Required work: Looking at the listing below, retype exactly the lines starting at the one containing "Target: hilltop" and ending at the one containing "Target: grassy field", both included, and nothing else.

Data provided:
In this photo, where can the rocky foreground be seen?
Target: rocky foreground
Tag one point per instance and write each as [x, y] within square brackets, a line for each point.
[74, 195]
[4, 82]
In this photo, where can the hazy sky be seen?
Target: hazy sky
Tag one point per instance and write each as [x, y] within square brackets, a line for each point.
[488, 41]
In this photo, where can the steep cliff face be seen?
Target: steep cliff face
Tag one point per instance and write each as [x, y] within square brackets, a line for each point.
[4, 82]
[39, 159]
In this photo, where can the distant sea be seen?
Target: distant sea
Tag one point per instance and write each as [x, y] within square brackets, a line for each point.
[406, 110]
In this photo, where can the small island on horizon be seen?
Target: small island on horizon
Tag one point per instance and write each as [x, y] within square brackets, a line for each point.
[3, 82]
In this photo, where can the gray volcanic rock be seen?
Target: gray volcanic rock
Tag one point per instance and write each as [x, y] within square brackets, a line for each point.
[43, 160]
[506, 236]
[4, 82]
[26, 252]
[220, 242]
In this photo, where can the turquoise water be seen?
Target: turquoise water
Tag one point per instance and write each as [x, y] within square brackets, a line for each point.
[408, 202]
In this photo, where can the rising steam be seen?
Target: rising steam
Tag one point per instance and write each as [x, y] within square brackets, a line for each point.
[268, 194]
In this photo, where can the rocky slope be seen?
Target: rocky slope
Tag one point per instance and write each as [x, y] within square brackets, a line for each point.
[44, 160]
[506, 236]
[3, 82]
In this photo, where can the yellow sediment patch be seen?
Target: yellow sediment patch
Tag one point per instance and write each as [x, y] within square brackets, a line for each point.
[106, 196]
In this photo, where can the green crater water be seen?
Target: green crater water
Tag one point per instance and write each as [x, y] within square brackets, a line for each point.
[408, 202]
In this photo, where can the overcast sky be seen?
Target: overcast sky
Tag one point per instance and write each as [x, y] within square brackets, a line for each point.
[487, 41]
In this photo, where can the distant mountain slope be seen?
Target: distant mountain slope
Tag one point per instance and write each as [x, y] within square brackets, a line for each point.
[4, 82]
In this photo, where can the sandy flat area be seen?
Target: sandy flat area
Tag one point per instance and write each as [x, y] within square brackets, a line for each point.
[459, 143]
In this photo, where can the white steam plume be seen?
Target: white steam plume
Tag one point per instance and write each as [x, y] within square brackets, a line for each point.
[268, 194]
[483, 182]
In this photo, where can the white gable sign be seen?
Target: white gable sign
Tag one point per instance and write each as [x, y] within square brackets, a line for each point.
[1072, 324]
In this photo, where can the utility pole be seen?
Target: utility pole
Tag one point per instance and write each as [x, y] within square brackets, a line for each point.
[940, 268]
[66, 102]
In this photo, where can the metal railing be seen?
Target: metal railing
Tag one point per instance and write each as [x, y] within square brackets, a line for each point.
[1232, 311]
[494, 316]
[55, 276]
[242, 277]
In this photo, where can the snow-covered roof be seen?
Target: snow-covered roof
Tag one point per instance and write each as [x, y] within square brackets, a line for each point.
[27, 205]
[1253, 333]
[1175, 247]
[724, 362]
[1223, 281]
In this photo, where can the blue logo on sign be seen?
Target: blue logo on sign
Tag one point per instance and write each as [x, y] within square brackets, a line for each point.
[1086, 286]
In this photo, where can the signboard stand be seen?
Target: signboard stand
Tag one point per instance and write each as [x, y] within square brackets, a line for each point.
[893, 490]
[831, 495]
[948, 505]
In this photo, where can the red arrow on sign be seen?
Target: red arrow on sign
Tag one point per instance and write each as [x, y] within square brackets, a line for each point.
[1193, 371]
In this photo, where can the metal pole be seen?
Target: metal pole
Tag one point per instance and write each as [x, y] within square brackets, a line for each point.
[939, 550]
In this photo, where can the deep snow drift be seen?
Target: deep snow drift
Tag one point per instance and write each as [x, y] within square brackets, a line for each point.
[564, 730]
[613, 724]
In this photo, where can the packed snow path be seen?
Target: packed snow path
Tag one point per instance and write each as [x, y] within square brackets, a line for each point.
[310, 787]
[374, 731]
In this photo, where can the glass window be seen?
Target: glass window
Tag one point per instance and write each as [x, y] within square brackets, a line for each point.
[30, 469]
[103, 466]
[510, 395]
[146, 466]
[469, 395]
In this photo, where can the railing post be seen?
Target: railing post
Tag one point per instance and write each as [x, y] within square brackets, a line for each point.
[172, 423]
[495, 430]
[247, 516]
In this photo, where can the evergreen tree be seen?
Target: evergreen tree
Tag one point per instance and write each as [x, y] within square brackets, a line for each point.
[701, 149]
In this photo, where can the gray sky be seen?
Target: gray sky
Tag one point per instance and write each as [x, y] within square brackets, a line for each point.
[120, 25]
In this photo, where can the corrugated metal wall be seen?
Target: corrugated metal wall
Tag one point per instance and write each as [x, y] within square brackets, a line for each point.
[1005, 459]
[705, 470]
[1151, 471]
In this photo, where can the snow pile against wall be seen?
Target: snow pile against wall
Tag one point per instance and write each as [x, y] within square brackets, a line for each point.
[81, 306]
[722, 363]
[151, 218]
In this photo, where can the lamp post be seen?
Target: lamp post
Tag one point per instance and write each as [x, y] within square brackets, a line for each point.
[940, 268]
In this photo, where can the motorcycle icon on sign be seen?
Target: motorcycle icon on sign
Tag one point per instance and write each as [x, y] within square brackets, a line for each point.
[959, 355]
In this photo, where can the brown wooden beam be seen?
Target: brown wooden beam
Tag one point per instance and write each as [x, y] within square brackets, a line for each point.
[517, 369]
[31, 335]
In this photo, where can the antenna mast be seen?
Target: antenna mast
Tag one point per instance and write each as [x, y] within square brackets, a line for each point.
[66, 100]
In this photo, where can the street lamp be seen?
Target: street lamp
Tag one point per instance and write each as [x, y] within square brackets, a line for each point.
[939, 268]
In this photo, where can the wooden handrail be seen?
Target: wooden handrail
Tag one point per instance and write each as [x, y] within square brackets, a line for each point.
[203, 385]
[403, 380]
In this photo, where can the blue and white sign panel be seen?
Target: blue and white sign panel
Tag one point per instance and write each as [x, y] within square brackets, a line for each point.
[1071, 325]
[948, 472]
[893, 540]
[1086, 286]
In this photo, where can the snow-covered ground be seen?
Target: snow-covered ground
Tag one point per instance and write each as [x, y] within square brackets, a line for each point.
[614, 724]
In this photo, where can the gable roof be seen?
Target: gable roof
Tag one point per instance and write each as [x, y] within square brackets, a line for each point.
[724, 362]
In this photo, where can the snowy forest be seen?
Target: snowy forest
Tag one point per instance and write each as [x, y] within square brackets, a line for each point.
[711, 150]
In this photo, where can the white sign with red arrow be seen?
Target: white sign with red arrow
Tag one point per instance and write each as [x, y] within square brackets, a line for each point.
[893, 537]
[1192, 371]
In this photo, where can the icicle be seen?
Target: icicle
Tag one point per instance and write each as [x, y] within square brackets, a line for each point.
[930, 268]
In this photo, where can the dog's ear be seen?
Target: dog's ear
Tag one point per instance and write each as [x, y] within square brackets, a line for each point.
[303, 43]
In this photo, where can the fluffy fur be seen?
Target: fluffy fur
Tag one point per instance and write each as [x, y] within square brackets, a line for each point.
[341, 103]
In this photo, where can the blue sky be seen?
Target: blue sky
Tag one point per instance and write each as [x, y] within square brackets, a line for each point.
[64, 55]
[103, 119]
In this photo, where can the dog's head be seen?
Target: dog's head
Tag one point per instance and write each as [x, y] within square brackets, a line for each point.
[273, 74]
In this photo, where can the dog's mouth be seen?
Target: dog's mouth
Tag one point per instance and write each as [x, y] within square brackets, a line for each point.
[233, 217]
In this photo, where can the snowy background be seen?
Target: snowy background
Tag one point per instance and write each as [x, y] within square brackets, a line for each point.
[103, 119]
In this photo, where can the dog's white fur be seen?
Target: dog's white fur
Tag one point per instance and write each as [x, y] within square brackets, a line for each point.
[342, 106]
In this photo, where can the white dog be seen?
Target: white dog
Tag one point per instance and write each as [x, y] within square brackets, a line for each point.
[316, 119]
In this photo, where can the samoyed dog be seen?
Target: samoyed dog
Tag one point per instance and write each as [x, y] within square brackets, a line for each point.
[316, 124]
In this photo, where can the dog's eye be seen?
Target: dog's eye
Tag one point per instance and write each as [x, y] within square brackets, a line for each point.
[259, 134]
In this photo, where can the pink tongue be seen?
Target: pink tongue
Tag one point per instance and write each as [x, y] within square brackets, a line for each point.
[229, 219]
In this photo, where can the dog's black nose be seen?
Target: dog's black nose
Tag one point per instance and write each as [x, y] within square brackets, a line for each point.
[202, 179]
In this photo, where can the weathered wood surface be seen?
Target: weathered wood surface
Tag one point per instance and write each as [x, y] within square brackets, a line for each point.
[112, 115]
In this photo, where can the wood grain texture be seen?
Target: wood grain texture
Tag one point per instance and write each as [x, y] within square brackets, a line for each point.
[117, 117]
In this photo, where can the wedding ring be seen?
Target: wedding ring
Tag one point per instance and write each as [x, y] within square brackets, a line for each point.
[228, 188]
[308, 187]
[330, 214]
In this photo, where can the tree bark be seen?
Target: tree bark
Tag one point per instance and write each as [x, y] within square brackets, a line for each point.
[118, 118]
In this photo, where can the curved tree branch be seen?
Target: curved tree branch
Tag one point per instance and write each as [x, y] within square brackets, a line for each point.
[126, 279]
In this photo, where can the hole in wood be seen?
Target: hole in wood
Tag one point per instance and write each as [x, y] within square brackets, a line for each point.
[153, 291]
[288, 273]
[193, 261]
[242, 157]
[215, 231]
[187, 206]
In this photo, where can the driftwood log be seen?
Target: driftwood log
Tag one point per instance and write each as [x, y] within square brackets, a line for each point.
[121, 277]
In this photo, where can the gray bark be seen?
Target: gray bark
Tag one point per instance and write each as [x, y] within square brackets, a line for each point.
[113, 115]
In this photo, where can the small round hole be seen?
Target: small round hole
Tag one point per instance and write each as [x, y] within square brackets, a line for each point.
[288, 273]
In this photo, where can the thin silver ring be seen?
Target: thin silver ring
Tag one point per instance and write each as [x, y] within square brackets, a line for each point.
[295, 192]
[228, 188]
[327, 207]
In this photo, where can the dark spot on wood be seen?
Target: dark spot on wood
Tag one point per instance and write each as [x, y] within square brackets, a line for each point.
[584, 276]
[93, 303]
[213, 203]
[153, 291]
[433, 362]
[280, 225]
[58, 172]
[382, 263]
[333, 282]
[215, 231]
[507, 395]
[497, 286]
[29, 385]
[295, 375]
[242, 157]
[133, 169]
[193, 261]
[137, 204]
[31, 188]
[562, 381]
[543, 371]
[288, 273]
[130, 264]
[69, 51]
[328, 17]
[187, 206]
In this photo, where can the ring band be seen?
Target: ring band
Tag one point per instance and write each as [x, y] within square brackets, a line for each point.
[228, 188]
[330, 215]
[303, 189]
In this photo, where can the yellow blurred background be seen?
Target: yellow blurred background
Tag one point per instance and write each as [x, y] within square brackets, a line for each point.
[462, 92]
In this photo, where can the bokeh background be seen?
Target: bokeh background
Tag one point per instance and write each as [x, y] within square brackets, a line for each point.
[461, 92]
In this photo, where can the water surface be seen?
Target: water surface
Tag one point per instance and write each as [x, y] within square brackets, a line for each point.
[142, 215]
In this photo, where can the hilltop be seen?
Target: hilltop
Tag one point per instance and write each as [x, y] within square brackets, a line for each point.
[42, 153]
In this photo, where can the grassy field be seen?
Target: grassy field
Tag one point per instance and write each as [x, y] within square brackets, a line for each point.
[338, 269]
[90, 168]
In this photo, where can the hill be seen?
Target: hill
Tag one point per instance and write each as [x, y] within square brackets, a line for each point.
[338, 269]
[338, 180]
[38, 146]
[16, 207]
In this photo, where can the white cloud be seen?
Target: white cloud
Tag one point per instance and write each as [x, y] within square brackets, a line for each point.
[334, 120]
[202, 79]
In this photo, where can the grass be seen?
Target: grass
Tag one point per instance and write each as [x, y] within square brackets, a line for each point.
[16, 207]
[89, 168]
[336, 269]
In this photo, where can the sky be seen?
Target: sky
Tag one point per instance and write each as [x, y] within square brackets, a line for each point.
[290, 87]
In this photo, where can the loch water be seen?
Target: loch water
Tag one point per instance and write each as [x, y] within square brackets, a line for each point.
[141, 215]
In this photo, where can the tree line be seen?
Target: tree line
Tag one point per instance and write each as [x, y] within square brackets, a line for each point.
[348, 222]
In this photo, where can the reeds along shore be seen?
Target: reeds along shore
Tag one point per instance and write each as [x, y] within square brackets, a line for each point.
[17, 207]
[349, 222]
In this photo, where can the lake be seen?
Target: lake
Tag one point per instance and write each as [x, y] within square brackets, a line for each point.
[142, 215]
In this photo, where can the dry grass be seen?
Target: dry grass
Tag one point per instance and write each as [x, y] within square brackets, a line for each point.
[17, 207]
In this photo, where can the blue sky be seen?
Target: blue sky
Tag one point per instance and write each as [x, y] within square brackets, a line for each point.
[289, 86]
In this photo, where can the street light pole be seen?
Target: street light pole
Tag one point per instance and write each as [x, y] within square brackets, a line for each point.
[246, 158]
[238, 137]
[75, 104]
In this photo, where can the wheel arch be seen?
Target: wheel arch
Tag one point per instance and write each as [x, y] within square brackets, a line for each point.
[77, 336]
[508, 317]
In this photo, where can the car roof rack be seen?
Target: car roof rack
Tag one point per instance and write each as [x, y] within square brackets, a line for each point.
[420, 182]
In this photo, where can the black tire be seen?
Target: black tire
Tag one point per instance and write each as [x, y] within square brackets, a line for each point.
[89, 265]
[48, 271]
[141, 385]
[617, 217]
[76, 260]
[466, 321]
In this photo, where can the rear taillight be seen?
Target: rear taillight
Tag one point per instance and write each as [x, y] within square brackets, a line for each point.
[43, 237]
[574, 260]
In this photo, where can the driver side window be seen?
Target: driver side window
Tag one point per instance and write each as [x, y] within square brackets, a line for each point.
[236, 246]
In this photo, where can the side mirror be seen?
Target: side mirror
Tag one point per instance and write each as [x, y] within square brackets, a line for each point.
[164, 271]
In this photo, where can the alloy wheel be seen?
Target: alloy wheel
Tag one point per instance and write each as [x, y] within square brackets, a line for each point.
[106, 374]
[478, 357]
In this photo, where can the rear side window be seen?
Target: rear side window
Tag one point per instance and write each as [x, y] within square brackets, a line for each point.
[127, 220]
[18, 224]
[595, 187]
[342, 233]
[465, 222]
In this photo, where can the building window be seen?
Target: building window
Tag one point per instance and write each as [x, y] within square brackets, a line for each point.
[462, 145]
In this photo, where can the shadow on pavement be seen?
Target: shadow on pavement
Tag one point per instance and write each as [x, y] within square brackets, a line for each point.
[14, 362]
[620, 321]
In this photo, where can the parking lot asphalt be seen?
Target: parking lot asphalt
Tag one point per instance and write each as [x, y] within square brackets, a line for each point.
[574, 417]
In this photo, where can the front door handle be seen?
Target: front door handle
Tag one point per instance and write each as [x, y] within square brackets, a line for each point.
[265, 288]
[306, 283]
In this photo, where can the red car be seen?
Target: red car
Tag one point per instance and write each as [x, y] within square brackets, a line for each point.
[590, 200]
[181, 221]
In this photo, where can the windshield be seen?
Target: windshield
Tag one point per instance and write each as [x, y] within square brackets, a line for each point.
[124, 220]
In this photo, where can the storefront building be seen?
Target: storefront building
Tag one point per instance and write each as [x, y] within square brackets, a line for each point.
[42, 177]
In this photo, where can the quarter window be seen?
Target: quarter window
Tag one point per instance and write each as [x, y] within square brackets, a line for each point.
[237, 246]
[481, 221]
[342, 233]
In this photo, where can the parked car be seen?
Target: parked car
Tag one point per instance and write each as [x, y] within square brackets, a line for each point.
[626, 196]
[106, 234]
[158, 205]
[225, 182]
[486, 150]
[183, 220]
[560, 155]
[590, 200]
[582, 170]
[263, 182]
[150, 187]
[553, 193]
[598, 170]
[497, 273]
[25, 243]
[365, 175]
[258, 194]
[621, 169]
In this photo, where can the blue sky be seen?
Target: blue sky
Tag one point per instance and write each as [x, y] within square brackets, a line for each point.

Expected answer:
Target: hilltop
Tag one point per instance and write each as [x, y] within square brackets, a line for each point.
[42, 153]
In this photo, where can the grassy field be seen?
Target: grassy field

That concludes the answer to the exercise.